━━ Fragmento proporcionado

Espada & Mortero
¿Es bíblico el llamado
al altar?
Ignacio García
El
propósito del evangelio es que el hombre siga a Cristo, que se identifique
con Él y
sirva a los propósitos de su reino.
Esto
no debe ser confundido con un llamado de moverse de un sitio a otro físicamente
Introducción
Acepté a Cristo como
mi Salvador en una pasada al altar. Parece raro encontrar a alguien que no haya
hecho su decisión así. Lo cual no quiere decir, por supuesto, que para aceptar
a Cristo deba alguien forzosamente pasar al altar. En los
últimas décadas, se ha acentuado esta práctica y en algunos círculos se le ha
hecho “oficial”. Conozco iglesias en donde personas que ya una vez pasaron al
altar para aceptar a Cristo, lo vuelven a hacer cada vez que el llamado se
hace, punto aparte de los predicadores que basan el éxito de su prédica en la
cantidad de personas que esa noche/mañana/tarde pasan a rendirse a los pies de
Cristo.

━━━━

> **Consigna dada A**:
Responde estas preguntas sobre el texto del llamado al altar:
(i) ¿Cuál es el propósito del evangelio?
(ii) ¿Cómo aceptó a Cristo como Salvador quien escribe?
(iii) ¿En qué basan algunos predicadores el éxito de su prédica?

━━ Datos de entrada

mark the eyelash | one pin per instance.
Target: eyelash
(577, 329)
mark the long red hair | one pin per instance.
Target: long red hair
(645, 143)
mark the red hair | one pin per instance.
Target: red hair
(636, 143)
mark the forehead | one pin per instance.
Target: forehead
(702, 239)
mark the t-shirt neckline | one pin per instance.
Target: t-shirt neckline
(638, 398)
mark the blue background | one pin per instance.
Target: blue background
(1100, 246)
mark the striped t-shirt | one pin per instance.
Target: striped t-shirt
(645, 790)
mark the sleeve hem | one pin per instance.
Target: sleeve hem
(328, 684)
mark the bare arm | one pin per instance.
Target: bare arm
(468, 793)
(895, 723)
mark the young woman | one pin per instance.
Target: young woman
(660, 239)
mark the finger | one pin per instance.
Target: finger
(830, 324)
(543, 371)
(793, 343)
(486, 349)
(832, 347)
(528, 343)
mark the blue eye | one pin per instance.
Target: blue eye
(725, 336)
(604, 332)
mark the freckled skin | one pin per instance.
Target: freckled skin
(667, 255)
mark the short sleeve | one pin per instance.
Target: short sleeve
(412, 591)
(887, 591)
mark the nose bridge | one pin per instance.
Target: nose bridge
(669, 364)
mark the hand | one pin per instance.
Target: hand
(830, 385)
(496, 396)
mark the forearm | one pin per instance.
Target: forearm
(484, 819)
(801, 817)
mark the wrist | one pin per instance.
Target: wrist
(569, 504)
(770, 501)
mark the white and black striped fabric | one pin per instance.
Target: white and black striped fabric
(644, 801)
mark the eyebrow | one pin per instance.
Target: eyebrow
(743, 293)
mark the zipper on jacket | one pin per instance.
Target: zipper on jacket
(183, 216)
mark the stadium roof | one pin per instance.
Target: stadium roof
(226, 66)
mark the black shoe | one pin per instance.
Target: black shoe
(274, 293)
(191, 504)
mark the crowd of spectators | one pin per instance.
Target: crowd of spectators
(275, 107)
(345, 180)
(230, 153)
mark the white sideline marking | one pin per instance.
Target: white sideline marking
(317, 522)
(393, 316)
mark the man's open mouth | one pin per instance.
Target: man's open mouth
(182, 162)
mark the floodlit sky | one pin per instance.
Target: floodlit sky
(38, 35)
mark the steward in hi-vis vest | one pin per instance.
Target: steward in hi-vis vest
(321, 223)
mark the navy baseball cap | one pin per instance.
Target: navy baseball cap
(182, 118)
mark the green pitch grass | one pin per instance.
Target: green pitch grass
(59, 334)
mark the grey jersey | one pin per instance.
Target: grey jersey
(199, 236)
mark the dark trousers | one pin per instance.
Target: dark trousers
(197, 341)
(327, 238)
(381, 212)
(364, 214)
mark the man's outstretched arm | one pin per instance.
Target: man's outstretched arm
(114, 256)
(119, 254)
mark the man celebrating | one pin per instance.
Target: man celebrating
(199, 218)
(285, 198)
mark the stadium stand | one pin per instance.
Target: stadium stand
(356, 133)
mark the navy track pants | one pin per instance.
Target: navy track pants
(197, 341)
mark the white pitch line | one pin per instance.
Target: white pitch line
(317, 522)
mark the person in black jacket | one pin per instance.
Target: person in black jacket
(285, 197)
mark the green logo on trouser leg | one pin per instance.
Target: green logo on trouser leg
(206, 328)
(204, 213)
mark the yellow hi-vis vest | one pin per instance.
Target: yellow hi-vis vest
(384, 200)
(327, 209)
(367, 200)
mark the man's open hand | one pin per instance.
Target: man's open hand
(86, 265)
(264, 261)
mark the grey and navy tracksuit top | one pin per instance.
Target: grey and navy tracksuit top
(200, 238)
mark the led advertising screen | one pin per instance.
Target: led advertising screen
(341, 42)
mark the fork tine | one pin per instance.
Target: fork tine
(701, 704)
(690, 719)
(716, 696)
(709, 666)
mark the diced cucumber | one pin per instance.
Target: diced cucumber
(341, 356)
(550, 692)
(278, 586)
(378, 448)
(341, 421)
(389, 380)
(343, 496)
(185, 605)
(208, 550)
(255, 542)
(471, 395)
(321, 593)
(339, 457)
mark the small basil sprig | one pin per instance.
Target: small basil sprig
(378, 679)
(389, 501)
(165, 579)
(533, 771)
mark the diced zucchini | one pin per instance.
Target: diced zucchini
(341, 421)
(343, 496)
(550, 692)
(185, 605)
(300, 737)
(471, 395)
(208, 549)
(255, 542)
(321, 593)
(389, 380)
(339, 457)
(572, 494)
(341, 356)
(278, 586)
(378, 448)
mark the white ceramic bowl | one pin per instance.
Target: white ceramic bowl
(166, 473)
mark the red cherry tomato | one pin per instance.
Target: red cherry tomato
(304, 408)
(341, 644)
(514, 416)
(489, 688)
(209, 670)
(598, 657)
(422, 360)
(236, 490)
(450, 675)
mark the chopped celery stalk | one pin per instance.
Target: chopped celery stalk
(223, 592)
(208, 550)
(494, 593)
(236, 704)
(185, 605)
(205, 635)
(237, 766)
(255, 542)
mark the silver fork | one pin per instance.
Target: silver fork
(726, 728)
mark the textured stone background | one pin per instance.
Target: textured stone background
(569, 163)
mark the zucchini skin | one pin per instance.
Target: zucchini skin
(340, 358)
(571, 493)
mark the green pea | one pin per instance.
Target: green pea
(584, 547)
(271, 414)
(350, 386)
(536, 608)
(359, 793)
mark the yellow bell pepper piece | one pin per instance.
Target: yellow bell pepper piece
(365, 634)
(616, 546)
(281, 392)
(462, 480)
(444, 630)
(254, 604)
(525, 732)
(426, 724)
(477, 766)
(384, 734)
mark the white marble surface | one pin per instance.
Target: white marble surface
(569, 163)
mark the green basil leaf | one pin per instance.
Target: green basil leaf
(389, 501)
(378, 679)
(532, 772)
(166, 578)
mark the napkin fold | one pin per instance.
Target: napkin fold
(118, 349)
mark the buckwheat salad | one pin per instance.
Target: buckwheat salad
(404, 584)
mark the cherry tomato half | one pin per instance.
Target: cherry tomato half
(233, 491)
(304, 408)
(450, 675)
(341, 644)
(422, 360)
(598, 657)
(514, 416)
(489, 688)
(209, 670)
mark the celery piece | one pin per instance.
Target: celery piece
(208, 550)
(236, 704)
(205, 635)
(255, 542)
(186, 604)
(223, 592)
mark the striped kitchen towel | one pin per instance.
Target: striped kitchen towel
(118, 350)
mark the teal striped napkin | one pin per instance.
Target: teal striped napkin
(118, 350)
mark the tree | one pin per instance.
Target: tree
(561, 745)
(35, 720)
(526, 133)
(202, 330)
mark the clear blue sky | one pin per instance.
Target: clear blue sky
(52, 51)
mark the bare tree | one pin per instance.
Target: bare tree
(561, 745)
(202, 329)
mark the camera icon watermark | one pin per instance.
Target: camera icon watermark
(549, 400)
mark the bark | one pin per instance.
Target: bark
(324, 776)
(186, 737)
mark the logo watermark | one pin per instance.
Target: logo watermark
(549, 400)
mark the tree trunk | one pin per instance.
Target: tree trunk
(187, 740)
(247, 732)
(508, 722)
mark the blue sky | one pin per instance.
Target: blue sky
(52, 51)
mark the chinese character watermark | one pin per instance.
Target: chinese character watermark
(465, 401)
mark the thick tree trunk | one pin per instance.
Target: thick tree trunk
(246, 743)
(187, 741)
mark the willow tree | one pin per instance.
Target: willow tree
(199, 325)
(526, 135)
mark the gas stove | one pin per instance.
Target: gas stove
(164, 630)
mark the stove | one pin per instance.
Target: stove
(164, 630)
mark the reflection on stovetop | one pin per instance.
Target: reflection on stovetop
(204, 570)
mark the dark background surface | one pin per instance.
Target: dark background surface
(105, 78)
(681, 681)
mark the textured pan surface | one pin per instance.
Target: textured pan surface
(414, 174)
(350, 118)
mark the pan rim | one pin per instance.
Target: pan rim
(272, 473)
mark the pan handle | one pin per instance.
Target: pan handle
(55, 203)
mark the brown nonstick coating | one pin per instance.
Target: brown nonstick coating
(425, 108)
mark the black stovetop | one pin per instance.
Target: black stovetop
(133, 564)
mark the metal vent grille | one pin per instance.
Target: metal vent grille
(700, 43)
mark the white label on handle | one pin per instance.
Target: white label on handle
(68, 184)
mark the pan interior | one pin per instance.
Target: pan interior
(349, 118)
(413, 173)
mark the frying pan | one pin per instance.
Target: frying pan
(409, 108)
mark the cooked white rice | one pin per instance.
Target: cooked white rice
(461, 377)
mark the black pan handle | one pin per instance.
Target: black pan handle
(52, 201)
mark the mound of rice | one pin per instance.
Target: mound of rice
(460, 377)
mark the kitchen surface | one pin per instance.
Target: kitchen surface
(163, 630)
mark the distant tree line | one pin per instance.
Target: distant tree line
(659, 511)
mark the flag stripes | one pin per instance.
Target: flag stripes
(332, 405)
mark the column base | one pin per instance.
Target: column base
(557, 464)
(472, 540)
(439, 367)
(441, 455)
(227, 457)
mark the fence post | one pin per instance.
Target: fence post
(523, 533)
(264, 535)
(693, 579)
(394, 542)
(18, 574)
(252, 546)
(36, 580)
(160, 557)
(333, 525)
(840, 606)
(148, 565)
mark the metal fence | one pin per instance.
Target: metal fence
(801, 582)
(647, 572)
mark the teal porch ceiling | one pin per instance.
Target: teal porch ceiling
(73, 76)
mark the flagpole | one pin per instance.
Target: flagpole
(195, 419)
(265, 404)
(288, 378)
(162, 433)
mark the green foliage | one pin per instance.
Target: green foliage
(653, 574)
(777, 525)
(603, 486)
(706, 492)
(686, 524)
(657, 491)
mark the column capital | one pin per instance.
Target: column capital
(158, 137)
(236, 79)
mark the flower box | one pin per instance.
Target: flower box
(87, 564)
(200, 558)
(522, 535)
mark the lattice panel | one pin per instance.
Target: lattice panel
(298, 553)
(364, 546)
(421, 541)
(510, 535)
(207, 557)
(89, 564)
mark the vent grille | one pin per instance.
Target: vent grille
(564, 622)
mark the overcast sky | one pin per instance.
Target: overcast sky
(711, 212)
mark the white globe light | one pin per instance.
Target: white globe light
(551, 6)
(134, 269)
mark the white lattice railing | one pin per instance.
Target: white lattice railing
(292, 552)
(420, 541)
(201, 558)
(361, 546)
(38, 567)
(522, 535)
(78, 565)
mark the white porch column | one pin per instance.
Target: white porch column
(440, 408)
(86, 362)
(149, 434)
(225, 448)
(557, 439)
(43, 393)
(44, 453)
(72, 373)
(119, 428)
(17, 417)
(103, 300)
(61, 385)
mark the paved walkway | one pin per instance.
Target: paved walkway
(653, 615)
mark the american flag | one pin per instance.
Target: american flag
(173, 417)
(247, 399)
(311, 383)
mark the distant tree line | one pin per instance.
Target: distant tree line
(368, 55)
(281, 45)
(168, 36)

━━━━

> **Consigna dada B**:
Reescala las líneas de las entradas que empiezan en la que contiene "mark the white globe" y terminan en la última línea de las entradas, ambas incluidas. Escríbelas de nuevo con las solicitudes. Multiplica cada coordenada de las respuestas por 2.55 y redondea al entero más cercano, con las mitades hacia arriba.

> **Resultado del ejercicio A**:
(i) Que el hombre siga a Cristo, que se identifique con Él y sirva a los propósitos de su reino.
(ii) En una pasada al altar.
(iii) En la cantidad de personas que esa noche/mañana/tarde pasan a rendirse a los pies de Cristo.

> **Resultado del ejercicio B**:
mark the white globe light | one pin per instance.
Target: white globe light
(1405, 15)
(342, 686)
mark the white lattice railing | one pin per instance.
Target: white lattice railing
(745, 1408)
(1071, 1380)
(513, 1423)
(921, 1392)
(97, 1446)
(1331, 1364)
(199, 1441)
mark the white porch column | one pin per instance.
Target: white porch column
(1122, 1040)
(219, 923)
(380, 1107)
(574, 1142)
(1420, 1119)
(110, 1002)
(112, 1155)
(184, 951)
(303, 1091)
(43, 1063)
(263, 765)
(156, 982)
mark the paved walkway | one pin per instance.
Target: paved walkway
(1665, 1568)
mark the american flag | one pin per instance.
Target: american flag
(441, 1063)
(630, 1017)
(793, 977)
mark the distant tree line | one pin per instance.
Target: distant tree line
(938, 140)
(717, 115)
(428, 92)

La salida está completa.